■ **WHAT YOU ARE ASKED TO DO**
Nothing should be omitted: restate the full listing word for word.

■ ■ ■

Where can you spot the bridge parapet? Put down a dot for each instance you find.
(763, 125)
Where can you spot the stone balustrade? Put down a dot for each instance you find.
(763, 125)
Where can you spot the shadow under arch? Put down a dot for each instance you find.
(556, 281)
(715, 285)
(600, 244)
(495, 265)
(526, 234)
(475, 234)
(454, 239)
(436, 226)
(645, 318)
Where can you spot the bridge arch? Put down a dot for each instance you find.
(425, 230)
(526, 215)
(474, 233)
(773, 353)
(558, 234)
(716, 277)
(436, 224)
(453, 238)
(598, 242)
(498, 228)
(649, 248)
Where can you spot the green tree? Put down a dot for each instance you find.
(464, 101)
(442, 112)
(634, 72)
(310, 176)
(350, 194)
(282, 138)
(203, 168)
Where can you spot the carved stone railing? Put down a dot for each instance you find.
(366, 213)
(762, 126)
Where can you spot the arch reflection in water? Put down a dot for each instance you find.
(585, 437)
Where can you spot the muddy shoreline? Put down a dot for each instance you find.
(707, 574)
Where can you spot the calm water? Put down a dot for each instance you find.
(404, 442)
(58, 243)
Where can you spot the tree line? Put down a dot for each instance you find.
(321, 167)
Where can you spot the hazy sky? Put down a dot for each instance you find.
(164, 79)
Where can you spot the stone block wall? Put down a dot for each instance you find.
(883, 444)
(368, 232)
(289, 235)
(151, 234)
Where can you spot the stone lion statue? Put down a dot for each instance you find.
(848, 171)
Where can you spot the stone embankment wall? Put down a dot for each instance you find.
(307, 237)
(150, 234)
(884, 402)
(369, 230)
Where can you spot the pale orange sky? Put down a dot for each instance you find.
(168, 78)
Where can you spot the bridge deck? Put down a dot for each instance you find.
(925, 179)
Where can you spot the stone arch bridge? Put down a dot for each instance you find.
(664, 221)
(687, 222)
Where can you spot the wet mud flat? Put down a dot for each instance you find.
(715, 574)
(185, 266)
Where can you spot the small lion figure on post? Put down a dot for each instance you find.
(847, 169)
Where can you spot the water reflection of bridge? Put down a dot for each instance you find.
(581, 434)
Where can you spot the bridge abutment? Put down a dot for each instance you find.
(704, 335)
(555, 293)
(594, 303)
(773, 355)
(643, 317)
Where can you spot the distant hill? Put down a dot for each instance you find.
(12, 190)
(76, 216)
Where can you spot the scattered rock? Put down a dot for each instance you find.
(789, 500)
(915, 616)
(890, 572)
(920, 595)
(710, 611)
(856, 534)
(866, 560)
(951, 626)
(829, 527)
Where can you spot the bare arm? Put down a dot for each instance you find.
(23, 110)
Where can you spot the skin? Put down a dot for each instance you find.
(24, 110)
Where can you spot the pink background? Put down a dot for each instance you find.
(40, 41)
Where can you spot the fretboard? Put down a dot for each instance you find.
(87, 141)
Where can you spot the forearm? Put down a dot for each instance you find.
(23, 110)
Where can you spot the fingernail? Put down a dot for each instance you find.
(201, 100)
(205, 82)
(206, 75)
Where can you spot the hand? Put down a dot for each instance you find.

■ ■ ■

■ **EXERCISE ANSWER**
Where can you spot the bridge parapet? Put down a dot for each instance you find.
(763, 125)
Where can you spot the stone balustrade? Put down a dot for each instance you find.
(763, 125)
Where can you spot the shadow under arch? Put down a dot for each instance you find.
(556, 281)
(715, 285)
(600, 244)
(495, 265)
(526, 234)
(475, 234)
(454, 239)
(436, 226)
(645, 318)
Where can you spot the bridge arch? Put down a dot for each instance you find.
(425, 230)
(526, 215)
(474, 233)
(773, 353)
(558, 234)
(716, 277)
(436, 224)
(453, 238)
(598, 242)
(498, 228)
(649, 248)
Where can you spot the green tree? Put down a dot for each instance you find.
(464, 101)
(442, 112)
(634, 72)
(310, 176)
(350, 194)
(282, 138)
(203, 168)
Where can you spot the carved stone railing? Put down a dot for each instance you find.
(366, 213)
(762, 126)
Where can you spot the arch reflection in water? Put down a dot for each instance you find.
(585, 437)
Where can you spot the muddy shoreline? Put down a dot for each instance you find.
(707, 574)
Where can you spot the calm water? Put down a dot for each instance you find.
(404, 442)
(58, 243)
Where can you spot the tree line? Put down a dot for each instance you find.
(321, 167)
Where can you spot the hazy sky? Put down a dot for each instance you find.
(164, 79)
Where can you spot the stone block wall? Put down a dot for each instance you find.
(883, 444)
(368, 232)
(289, 235)
(151, 234)
Where can you spot the stone lion statue? Put down a dot for each instance you find.
(848, 171)
Where can you spot the stone embankment wall? Put down a dot for each instance you find.
(307, 237)
(150, 234)
(884, 402)
(369, 230)
Where can you spot the pale orange sky? Put down a dot for each instance you find.
(168, 78)
Where can you spot the bridge deck? Put down a dot for each instance you find.
(925, 179)
Where can you spot the stone arch bridge? Put down a dot for each instance you find.
(664, 221)
(687, 222)
Where can you spot the wet mud flat? Put down a dot for each instance you find.
(715, 574)
(185, 266)
Where can you spot the small lion figure on post? Put down a dot for each instance you find.
(847, 169)
Where can you spot the water reflection of bridge? Put down a dot for each instance you find.
(581, 434)
Where can you spot the bridge abutment? Put down a dot for each instance you find.
(704, 335)
(555, 293)
(594, 303)
(773, 355)
(643, 317)
Where can you spot the distant hill? Put down a dot for each instance you find.
(12, 190)
(76, 216)
Where can you spot the scattered rock? Put down a dot for each instance you find.
(789, 500)
(915, 616)
(890, 572)
(920, 595)
(710, 611)
(856, 534)
(866, 560)
(951, 626)
(829, 527)
Where can you spot the bare arm? Put down a dot for each instance you find.
(23, 110)
Where can you spot the skin? Put down a dot for each instance you find.
(24, 110)
Where can you spot the pink background? Put down a dot for each instance you find.
(40, 41)
Where can you spot the fretboard? Put down a dot for each instance you find.
(87, 141)
Where can you spot the forearm? Put down a dot for each instance you find.
(23, 110)
Where can you spot the fingernail? Put down a dot for each instance you find.
(201, 100)
(205, 82)
(206, 75)
Where can you spot the hand? Put down a dot for each instance you find.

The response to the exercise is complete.